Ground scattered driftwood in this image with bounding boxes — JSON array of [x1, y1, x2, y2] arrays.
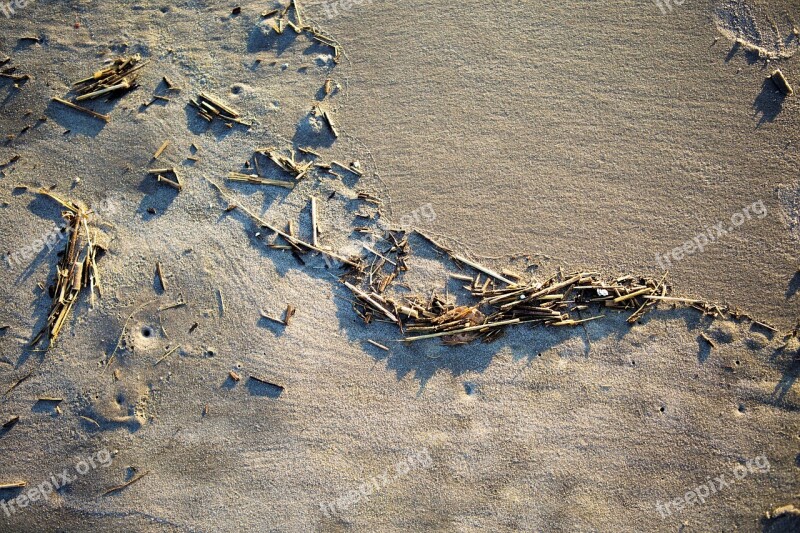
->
####
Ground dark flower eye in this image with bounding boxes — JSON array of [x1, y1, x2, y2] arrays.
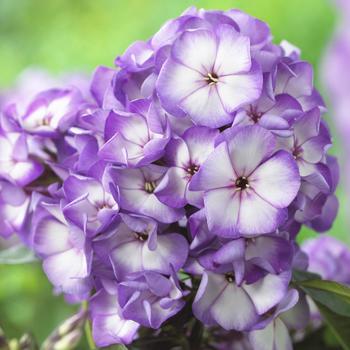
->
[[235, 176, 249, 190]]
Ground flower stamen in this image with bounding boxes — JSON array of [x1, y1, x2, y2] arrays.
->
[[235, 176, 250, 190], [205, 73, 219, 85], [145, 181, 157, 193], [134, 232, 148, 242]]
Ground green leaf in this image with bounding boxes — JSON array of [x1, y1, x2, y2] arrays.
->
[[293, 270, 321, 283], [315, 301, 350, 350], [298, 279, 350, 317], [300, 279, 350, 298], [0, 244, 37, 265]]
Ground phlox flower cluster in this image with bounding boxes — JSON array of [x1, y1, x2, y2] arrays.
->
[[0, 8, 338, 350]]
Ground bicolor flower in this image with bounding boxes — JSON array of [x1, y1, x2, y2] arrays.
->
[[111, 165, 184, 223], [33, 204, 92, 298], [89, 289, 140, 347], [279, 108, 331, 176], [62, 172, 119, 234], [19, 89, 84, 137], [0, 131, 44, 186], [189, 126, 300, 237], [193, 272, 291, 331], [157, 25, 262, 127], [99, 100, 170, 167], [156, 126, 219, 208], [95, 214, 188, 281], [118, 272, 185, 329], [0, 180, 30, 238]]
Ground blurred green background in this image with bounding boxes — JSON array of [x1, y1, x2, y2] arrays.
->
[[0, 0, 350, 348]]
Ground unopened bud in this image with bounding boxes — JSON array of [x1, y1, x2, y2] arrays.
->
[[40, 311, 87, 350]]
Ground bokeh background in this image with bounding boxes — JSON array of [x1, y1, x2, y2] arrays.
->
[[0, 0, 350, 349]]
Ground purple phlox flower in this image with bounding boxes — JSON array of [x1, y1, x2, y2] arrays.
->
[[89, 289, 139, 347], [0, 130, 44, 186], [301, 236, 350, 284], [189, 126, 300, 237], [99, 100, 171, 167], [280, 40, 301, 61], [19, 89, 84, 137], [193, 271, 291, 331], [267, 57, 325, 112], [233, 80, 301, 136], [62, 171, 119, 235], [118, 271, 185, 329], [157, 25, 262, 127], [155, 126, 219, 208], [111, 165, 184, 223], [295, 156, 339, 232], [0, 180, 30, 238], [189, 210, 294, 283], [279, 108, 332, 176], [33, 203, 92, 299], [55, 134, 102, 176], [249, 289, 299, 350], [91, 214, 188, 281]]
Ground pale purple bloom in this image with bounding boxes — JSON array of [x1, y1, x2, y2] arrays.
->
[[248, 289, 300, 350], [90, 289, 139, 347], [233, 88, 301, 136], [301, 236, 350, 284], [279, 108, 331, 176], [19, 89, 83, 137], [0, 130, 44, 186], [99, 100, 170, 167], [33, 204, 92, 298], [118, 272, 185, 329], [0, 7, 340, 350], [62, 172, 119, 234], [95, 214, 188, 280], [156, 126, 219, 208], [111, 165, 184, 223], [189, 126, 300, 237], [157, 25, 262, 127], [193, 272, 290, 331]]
####
TASK TO COMPLETE: Please output the lines of the listing above unchanged, starting with the line containing "Ground unopened bud" and going on through the line containing "214, 188, 281]]".

EXERCISE OUTPUT:
Ground unopened bud in this image with bounding boxes — JSON array of [x1, y1, x2, y2] arrays.
->
[[40, 311, 87, 350]]
Ground bokeh background in this image with bounding boxes — JSON array of [x1, y1, x2, y2] arrays.
->
[[0, 0, 350, 349]]
Ground purple phlox flower in this image with bounding boxes — JSON array of [x1, y1, x2, y2] arrays.
->
[[89, 289, 139, 347], [0, 130, 44, 186], [301, 236, 350, 284], [189, 126, 300, 237], [99, 100, 171, 167], [280, 40, 301, 61], [19, 89, 84, 137], [193, 271, 291, 331], [267, 57, 325, 112], [233, 80, 301, 136], [62, 171, 119, 235], [118, 271, 185, 329], [157, 25, 262, 127], [155, 126, 219, 208], [111, 165, 184, 223], [295, 156, 339, 232], [0, 180, 30, 238], [189, 210, 294, 283], [279, 108, 332, 176], [33, 203, 92, 299], [55, 134, 102, 176], [249, 289, 299, 350], [91, 214, 188, 281]]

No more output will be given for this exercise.